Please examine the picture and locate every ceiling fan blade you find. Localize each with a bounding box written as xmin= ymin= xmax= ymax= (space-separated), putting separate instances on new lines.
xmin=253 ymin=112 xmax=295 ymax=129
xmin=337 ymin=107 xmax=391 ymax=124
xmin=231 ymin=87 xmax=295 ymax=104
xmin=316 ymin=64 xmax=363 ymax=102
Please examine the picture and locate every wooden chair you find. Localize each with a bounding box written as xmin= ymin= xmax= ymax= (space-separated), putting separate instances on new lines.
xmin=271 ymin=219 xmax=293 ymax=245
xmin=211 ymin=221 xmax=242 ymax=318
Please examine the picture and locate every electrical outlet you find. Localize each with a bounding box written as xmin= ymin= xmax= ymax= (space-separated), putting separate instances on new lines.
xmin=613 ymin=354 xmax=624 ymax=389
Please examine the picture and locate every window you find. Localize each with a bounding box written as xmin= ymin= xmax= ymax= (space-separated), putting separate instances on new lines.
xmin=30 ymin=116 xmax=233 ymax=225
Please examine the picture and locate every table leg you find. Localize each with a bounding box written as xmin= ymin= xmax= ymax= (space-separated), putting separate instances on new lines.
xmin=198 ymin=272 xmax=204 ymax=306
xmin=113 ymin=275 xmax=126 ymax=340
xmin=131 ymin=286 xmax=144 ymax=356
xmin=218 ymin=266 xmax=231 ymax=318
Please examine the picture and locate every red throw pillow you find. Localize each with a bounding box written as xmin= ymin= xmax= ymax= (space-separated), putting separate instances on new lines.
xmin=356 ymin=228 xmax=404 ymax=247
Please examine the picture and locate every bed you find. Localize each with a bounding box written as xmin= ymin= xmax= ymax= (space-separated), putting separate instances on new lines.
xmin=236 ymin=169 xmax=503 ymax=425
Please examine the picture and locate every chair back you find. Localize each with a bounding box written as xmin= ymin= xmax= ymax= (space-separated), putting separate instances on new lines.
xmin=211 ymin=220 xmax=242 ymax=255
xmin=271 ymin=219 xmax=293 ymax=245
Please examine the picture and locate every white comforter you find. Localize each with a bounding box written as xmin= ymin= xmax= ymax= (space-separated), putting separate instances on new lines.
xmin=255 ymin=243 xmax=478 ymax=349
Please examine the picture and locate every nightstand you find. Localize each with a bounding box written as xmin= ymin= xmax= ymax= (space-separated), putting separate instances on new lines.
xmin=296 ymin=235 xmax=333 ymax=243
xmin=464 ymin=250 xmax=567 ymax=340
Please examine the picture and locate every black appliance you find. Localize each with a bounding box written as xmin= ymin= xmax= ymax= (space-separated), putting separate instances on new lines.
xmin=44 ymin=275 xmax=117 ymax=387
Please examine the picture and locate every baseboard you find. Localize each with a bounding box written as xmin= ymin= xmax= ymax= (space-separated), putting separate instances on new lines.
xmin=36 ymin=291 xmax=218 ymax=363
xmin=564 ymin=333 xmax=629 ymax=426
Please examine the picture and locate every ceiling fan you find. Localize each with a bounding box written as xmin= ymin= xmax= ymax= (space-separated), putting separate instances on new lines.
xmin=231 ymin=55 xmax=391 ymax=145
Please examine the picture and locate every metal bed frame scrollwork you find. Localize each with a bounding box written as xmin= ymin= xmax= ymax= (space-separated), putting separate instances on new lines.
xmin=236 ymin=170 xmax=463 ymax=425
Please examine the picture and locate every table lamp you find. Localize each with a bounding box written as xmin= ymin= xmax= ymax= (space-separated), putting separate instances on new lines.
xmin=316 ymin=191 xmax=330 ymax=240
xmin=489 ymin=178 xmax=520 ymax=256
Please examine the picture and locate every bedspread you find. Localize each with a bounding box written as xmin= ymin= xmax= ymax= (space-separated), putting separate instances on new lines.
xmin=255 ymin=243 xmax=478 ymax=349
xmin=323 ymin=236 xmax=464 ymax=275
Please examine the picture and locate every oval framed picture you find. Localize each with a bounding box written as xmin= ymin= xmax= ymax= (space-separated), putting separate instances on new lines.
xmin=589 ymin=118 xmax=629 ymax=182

★ ★ ★ ★ ★

## Exercise
Copy out all of the material above word for word, keeping each line unchanged and in its original order.

## Complete output
Please examine the picture and locate every ceiling fan blade you find. Localize each with a bounding box written as xmin= ymin= xmax= ymax= (space-separated), putting separate instances on new lines.
xmin=253 ymin=112 xmax=295 ymax=129
xmin=337 ymin=107 xmax=391 ymax=124
xmin=231 ymin=87 xmax=295 ymax=104
xmin=316 ymin=64 xmax=363 ymax=102
Please examine the picture and locate every wooden chair you find. Localize each with a bounding box written as xmin= ymin= xmax= ymax= (space-separated), putting separate instances on new lines.
xmin=271 ymin=219 xmax=293 ymax=245
xmin=211 ymin=221 xmax=242 ymax=318
Please examine the picture and locate every electrical outlet you find. Localize each with a bounding box written as xmin= ymin= xmax= ymax= (space-separated), putting separate instances on new lines.
xmin=613 ymin=354 xmax=624 ymax=389
Please examine the picture and locate every window you find. Localize each with a bounding box written as xmin= ymin= xmax= ymax= (space-separated), putting separate instances on new lines.
xmin=30 ymin=116 xmax=233 ymax=225
Please examine the picture and locate every table leg you find. Localize each with a bounding box written as xmin= ymin= xmax= ymax= (space-separated), putting separate instances on new lines.
xmin=198 ymin=272 xmax=204 ymax=306
xmin=113 ymin=275 xmax=126 ymax=340
xmin=131 ymin=286 xmax=144 ymax=356
xmin=218 ymin=266 xmax=231 ymax=318
Please examine the picture and locate every red throw pillow you find. Localize each with a bounding box written as xmin= ymin= xmax= ymax= (space-separated), putting separate instances on new lines.
xmin=356 ymin=228 xmax=404 ymax=247
Please examine the picture and locate every bed you find. Localize each with a bounding box written as xmin= ymin= xmax= ymax= (space-separated), putting separate instances on new lines.
xmin=236 ymin=169 xmax=503 ymax=425
Please examine the picture and locate every chair back you find. Localize each with a bounding box written as xmin= ymin= xmax= ymax= (space-separated), putting separate instances on new lines.
xmin=211 ymin=220 xmax=242 ymax=255
xmin=271 ymin=219 xmax=293 ymax=245
Please examine the picture and locate every white comforter you find. Localize each with a bounding box written as xmin= ymin= xmax= ymax= (space-separated), putting separate instances on new lines.
xmin=255 ymin=243 xmax=478 ymax=349
Please examine the picture and locate every nightstand you find. Localize each with a bounding box written as xmin= ymin= xmax= ymax= (space-separated), putting separate instances on new lines.
xmin=296 ymin=235 xmax=333 ymax=243
xmin=464 ymin=250 xmax=567 ymax=340
Please examine the picture and locate every black appliance you find. Localize each with a bounding box written as xmin= ymin= xmax= ymax= (space-separated), putting separate instances on new lines.
xmin=44 ymin=275 xmax=117 ymax=387
Please examine the picture and locate every baseboard you find. Localize each with a bounding box written as xmin= ymin= xmax= ymax= (space-separated), putting separate instances on new lines.
xmin=36 ymin=291 xmax=218 ymax=363
xmin=564 ymin=333 xmax=629 ymax=426
Please examine the picture and locate every ceiling fan you find. Localize each with a bounding box written as xmin= ymin= xmax= ymax= (space-separated), putting separate instances on new lines.
xmin=231 ymin=55 xmax=391 ymax=145
Please examine the picture and locate every metal bed frame scrollwork you find. Localize each with a bounding box written as xmin= ymin= xmax= ymax= (space-separated), putting separate instances on new lines.
xmin=236 ymin=170 xmax=463 ymax=425
Please examine the picture and locate every table lamp you find. Localize each with a bounding box written as xmin= ymin= xmax= ymax= (space-separated), putting separate instances on new lines.
xmin=316 ymin=191 xmax=330 ymax=240
xmin=489 ymin=178 xmax=520 ymax=256
Please examine the picture and locate every bedspread you find. Localize each with a bounding box written as xmin= ymin= xmax= ymax= (space-separated), putting separate instances on new lines.
xmin=255 ymin=243 xmax=478 ymax=349
xmin=323 ymin=236 xmax=464 ymax=275
Please examine the picture and locate every oval framed picture you find. Localize each with a bounding box written as xmin= ymin= xmax= ymax= (space-separated), putting separate instances on new lines.
xmin=589 ymin=118 xmax=629 ymax=182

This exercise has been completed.